▶ _Exercise requirements_
From the records below, please return each line that holds the word "wall".

Items from a data source
━━━━━━━━━━
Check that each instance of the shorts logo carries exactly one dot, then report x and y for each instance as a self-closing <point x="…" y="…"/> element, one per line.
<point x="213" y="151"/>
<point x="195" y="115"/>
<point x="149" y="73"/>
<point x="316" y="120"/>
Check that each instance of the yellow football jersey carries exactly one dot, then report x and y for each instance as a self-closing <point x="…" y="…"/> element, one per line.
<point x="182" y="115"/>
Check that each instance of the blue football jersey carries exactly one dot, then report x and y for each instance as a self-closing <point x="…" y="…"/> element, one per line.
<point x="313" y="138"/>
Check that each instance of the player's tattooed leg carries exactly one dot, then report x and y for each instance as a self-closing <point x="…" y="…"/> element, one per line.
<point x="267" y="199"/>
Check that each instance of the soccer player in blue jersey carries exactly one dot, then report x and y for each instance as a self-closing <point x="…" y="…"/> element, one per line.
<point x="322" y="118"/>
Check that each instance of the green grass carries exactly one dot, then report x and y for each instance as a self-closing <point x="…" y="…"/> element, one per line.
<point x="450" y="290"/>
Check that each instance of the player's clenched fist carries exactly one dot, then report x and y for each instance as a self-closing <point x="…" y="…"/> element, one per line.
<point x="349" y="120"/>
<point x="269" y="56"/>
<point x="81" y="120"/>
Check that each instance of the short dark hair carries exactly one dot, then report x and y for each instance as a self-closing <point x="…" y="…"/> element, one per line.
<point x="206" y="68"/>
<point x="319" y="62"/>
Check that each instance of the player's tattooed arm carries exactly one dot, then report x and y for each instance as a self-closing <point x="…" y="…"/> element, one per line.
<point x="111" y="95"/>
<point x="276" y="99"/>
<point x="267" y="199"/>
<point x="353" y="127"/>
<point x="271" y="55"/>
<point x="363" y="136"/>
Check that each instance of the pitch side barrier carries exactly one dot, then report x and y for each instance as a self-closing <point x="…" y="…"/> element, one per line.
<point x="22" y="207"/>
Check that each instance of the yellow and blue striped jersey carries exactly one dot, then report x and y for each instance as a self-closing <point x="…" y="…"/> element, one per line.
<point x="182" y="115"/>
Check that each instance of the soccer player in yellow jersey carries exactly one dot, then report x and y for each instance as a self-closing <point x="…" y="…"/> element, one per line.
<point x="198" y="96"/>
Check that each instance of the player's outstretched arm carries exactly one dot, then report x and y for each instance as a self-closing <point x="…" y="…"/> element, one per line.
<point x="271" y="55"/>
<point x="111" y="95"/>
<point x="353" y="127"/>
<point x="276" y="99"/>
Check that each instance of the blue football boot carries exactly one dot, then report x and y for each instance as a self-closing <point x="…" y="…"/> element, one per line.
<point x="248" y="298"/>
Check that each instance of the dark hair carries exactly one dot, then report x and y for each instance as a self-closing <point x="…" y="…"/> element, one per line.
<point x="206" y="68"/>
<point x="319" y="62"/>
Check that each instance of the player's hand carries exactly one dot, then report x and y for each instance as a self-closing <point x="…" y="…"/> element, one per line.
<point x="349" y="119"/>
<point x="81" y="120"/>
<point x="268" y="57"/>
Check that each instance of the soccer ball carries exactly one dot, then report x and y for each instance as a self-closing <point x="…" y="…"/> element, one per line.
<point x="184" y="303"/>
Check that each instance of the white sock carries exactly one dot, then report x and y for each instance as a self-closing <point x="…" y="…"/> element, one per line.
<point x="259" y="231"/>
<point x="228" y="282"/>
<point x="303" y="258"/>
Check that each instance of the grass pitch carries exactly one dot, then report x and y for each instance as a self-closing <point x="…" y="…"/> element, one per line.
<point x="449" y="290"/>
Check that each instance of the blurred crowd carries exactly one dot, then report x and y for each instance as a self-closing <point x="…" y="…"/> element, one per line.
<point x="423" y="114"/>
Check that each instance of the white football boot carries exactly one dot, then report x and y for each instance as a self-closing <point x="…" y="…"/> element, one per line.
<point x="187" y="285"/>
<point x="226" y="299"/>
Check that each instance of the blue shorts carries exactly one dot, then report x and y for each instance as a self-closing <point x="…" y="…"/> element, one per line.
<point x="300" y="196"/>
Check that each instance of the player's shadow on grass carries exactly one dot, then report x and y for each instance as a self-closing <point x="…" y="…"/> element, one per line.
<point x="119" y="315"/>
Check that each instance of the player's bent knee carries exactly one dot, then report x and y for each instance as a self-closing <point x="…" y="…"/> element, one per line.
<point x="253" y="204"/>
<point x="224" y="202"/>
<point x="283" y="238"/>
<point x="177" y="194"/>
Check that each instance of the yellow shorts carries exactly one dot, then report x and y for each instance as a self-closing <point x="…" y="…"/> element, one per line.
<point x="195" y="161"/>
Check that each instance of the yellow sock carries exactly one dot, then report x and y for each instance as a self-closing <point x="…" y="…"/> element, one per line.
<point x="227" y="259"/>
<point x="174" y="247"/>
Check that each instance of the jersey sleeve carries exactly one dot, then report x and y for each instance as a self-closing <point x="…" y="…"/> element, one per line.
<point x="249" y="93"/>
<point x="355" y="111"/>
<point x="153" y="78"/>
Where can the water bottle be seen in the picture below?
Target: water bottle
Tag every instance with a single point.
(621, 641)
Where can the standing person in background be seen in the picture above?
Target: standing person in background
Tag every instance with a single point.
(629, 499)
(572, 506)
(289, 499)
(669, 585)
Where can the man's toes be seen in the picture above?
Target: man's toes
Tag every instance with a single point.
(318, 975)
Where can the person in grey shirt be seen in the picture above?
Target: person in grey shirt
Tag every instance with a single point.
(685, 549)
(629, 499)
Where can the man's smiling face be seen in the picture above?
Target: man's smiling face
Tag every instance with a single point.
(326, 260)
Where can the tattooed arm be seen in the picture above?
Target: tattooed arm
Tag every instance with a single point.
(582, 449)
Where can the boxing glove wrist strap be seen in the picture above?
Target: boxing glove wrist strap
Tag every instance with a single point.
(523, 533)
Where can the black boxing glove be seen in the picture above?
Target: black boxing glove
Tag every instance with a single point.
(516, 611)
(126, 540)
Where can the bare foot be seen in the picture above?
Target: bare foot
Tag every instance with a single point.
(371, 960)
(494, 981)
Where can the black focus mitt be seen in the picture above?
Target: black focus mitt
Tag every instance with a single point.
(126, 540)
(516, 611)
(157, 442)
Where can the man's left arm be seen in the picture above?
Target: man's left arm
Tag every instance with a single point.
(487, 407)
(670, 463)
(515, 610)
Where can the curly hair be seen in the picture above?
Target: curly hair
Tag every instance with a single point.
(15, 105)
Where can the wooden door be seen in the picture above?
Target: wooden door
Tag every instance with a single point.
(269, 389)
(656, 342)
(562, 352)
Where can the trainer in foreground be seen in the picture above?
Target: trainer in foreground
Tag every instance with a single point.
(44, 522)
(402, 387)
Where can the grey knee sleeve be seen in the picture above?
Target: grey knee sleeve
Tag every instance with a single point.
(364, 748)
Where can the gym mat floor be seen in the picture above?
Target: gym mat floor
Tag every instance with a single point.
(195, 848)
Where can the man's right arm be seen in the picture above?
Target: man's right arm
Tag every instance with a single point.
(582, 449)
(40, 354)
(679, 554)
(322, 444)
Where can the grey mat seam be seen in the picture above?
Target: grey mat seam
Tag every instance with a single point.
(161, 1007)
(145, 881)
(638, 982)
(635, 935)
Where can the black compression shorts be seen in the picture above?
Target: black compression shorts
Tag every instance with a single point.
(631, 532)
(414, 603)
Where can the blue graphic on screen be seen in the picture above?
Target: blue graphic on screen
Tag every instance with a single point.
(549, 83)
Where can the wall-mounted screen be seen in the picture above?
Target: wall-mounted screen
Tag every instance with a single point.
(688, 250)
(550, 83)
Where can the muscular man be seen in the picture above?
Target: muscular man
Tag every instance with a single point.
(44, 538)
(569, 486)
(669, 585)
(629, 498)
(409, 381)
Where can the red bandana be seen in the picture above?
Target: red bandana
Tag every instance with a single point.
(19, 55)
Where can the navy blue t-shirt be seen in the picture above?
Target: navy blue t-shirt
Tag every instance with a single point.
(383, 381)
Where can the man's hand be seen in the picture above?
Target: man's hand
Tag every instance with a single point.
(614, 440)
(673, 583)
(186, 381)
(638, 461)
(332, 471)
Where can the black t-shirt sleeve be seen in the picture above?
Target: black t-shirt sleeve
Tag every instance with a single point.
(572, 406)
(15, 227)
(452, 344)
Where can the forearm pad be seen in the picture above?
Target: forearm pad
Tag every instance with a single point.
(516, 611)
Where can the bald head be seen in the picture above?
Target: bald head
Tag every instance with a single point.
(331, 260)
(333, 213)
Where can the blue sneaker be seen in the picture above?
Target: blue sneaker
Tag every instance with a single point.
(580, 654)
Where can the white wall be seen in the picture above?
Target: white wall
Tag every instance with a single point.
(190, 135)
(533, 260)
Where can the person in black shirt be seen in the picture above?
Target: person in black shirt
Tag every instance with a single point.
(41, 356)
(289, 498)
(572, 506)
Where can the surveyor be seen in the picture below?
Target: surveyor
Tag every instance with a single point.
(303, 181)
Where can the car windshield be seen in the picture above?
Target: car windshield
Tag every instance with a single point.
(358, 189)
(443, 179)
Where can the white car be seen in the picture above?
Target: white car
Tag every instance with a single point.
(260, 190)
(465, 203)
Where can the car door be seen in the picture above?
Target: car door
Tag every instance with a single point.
━━━━━━━━━━
▶ _Final answer_
Where can the wall-mounted screen be seen in the picture above?
Target: wall-mounted screen
Where can the white wall be seen in the picture above?
Target: white wall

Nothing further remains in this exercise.